PASSAGE -
####################
Nearer the end of the month Jack died. He was Marcia’s father and larger-than-life to me when I was a kid. I was a little afraid of him until I was at least in my thirties. Here’s what I said about him in a post about vacationing in Wisconsin:

Jack, Marcia’s dad, was a man-of-all-trades if there ever was one. He could build you a house, lay your carpet and build your furniture without consulting a book or expert. He also knew how to organize a group of people to help build that house. Some would say he was bossy. He’d say he was efficient. Either way, he got the job done with the help of his friends.

In February George died after a battle with cancer. I met George online in 1998. I met him in person the following year and several times thereafter. He belonged to an online group that I also belonged to. While I have a lot to say about George, the most prominent thing that I think about when I think about him (who will also get a separate blog post tribute) is the fact that in all the years that I knew him I never heard (or read) him say any a nasty thing about anyone. Not once. He was the kindest, most gentle man I’ve known.

About 40 minutes after George died, Sandy died. I knew Sandy from my kids elementary school. My son and her son were friends for a few years and Sandy and I served on the PTA together, but I’d not seen her at least since Andrew was in high school. She was always active and sweet and good to everyone. She made everyone feel better about being alive, I think. It occurred to me, when I discovered that she was in hospice (she’d actually died the afternoon of the evening I found out she was ill), that I’d undoubtedly thought about her many times a day since she was PTA president and I was on the PTA board or managing the school email list.

You see, Sandy’s husband is a journalist and she once confided in me that after her husband read something I’d sent in my capacity as email list manager he remarked on my proper use of a hyphen. So anytime I hyphenate a word I think of what Sandy’s husband said and I’d smile. I even remember exactly where she told me this — in the parking lot of the school.

Monday night, when I heard that Sandy had died, I found the journal of her illness on the CaringBridge site. When I awoke at 3:00 am, unable to sleep I opened the journal in my tablet, having bookmarked it before I went to bed. I read about her diagnoses with an aggressive form of liver cancer and how she fought it, first with surgery then chemo-therapy then radioembolization. I read how, despite the pain she walked, at least around the block, most days. I read her post to her readers when she made the decision to stop treatment and enter hospice. I read about her death a few weeks later.

The rest of that night (I never went back to sleep) and the next day and the next sleepless night I kept going over one thing that I’d read in the journal. That she would try to walk at least around the block each day. I know her block and it is a very big block. I was hugely ashamed of myself because I am fine and willingly stay in the house, sometimes for days. I never walk around the block, although one of my promises to myself was to take walks during the day.

Last night, I made a decision. I was going to work on everything that makes me angry at myself — my diet — my lifestyle — my procrastination — my lack of exercise — the list goes on. I’ve become nearly a recluse since — well for a while. Maybe learning about my mom was part of it — but that fact about Sandy walking around the very large block was like a “thanks I needed that” slap in the face.

I finally fell asleep last night — somewhere around 3 am. I dreamed I was in a crowded room of friends of Sandy. Then Sandy entered the room wearing a beautiful blue flowered dress and walked up to me and gave me a hug and I told her about her husband’s hyphen comment and what it meant to me and what her kindness meant to me.

This morning I woke up more awake and happier than I’d waken up in months. I kept saying, “I’m happy! I’m really happy.”

I did take that walk today — just around the block today, and you know what — I felt like Sandy was there with me.
####################
STUDY MATERIAL -
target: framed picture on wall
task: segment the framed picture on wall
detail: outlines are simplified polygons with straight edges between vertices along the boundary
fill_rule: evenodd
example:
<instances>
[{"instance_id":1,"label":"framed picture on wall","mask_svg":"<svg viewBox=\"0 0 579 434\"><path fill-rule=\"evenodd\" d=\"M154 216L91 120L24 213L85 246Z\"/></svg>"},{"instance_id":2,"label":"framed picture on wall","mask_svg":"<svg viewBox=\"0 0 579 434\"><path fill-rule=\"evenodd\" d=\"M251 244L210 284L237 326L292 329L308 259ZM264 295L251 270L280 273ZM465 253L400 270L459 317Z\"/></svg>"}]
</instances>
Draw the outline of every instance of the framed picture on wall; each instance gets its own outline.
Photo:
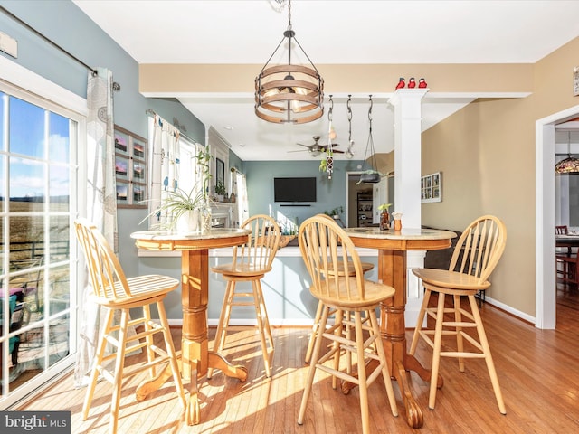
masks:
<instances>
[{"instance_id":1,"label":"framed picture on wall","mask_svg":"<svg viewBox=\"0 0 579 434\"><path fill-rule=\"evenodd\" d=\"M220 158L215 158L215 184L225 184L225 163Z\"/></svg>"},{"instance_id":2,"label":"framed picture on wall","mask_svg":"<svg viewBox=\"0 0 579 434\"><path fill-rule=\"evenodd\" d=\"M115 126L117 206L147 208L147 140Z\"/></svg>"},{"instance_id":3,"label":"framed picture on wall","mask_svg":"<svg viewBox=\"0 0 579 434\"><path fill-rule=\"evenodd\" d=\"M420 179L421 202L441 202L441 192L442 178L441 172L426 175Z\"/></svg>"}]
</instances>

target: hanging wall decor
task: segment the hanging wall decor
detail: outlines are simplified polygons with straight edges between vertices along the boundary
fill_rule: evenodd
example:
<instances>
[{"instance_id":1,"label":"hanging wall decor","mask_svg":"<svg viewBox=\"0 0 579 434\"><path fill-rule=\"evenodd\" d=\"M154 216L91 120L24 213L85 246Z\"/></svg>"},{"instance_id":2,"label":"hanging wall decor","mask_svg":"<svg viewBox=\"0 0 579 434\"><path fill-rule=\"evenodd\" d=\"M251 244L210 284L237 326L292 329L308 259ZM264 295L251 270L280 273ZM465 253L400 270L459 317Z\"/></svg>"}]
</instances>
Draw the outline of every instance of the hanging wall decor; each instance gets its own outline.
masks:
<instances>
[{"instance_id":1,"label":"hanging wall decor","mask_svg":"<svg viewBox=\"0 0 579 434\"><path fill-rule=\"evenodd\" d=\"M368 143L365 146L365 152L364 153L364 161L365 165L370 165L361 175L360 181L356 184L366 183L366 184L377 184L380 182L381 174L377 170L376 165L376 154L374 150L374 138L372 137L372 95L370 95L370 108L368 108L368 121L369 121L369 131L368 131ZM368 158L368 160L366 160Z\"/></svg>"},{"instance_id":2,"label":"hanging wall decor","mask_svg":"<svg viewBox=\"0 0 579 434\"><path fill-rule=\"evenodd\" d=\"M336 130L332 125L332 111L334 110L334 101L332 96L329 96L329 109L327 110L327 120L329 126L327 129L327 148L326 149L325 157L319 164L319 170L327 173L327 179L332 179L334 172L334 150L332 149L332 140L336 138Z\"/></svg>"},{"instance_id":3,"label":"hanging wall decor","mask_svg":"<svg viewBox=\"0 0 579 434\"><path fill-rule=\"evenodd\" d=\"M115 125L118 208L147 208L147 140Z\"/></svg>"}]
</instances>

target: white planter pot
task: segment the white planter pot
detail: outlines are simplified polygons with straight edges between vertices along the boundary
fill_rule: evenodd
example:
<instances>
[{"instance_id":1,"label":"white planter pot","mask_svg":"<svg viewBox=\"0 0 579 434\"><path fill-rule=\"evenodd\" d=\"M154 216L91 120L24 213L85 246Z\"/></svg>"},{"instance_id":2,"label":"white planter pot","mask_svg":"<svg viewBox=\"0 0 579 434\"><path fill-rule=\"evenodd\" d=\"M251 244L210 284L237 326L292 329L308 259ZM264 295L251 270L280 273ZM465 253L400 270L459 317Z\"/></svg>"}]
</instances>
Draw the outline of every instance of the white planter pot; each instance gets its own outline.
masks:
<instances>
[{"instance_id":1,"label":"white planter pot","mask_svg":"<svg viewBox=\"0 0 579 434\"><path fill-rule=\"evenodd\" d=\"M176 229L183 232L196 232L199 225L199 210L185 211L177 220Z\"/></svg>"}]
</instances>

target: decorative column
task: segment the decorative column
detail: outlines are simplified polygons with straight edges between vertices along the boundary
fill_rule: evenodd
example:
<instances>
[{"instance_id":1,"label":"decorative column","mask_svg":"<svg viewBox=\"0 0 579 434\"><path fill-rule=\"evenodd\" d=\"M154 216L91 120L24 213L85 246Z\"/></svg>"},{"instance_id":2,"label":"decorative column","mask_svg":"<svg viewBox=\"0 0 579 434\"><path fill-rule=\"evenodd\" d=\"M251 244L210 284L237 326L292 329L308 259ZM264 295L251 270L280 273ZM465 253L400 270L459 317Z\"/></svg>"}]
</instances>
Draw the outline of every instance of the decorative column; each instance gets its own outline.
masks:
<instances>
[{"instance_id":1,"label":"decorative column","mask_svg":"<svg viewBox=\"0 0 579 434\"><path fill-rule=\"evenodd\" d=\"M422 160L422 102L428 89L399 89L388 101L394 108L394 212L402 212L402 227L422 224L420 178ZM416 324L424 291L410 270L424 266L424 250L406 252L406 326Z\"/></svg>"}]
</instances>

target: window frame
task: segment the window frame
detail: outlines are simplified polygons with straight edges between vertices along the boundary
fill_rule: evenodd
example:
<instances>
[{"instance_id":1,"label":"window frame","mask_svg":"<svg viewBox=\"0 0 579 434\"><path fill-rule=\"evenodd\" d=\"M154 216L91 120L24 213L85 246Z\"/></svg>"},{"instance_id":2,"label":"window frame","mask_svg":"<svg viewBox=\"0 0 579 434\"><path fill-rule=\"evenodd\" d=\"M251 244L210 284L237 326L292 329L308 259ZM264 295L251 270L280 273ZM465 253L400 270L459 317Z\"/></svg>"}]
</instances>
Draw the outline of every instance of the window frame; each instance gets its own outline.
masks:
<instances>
####################
WHAT YOU HAVE TO DO -
Please write out the passage about those who died, from "The rest of" up to and including "during the day.", reproducing its wording without change.

TASK RESULT -
The rest of that night (I never went back to sleep) and the next day and the next sleepless night I kept going over one thing that I’d read in the journal. That she would try to walk at least around the block each day. I know her block and it is a very big block. I was hugely ashamed of myself because I am fine and willingly stay in the house, sometimes for days. I never walk around the block, although one of my promises to myself was to take walks during the day.